-- Exercise material --
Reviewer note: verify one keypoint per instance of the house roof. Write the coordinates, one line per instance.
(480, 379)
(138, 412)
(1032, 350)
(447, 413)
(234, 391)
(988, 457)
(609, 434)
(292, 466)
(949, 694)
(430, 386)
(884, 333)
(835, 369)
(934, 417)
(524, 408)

-- Written problem --
Could you swap "house roof" for "rooftop" throughout the material above and write out all of its lines again, with nothing else altered?

-- Exercise result --
Reviewer note: verify one keypoint per instance of the rooftop. Write the coordinates, one line per instance.
(480, 379)
(138, 412)
(1032, 350)
(447, 413)
(234, 391)
(988, 457)
(609, 434)
(292, 466)
(949, 694)
(430, 386)
(884, 333)
(835, 369)
(934, 417)
(524, 408)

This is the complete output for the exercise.